# Directions
Lay out the records from the line with "230L69 220L43 217L2" to the line with "positive clicks: (21, 216) (0, 227)", both included, as a numbered list, leaving out blank lines.
+++
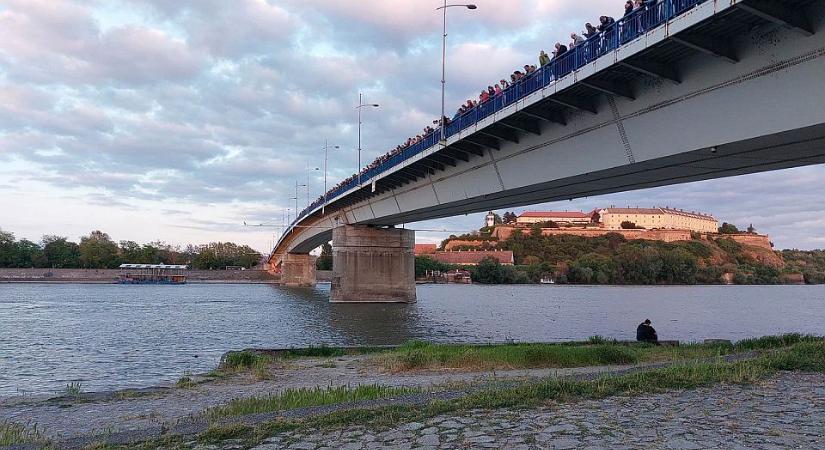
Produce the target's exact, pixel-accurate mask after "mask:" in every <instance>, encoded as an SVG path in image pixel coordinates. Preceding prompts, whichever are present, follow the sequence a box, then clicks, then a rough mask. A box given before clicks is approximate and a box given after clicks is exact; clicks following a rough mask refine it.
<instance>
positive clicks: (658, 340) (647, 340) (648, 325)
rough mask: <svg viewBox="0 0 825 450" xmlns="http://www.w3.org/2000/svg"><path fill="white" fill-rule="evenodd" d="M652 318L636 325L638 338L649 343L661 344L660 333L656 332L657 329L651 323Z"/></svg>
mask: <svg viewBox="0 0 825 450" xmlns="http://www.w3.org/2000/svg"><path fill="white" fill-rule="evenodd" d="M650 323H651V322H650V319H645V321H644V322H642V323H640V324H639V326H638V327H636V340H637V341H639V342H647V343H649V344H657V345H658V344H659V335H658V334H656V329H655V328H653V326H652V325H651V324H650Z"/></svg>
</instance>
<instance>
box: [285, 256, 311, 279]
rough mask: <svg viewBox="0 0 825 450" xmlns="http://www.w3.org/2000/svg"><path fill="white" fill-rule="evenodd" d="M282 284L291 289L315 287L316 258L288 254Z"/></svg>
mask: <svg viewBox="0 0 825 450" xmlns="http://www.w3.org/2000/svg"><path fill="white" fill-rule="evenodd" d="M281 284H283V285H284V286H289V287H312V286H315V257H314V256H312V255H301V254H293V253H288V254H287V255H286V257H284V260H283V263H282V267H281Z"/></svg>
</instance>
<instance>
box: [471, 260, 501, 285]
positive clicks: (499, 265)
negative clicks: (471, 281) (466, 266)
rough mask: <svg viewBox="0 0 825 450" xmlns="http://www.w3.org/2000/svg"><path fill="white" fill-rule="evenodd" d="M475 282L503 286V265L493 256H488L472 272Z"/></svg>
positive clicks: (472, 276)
+++
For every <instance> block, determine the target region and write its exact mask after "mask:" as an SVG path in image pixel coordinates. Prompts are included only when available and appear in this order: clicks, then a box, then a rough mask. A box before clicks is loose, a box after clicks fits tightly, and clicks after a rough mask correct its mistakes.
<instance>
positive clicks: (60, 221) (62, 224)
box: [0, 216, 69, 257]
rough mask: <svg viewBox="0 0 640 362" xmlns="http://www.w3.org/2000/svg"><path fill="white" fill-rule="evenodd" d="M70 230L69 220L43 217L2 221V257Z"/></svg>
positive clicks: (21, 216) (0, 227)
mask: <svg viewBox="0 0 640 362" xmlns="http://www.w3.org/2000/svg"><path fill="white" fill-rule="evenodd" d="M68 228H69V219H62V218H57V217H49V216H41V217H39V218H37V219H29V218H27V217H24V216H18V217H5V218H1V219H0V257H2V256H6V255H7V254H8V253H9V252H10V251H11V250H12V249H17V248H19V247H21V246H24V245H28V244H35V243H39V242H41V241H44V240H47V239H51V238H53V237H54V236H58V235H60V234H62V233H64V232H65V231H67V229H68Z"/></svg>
+++
# Solution for this problem
1. rough mask: <svg viewBox="0 0 640 362" xmlns="http://www.w3.org/2000/svg"><path fill="white" fill-rule="evenodd" d="M70 230L69 220L43 217L2 221V257Z"/></svg>
2. positive clicks: (21, 216) (0, 227)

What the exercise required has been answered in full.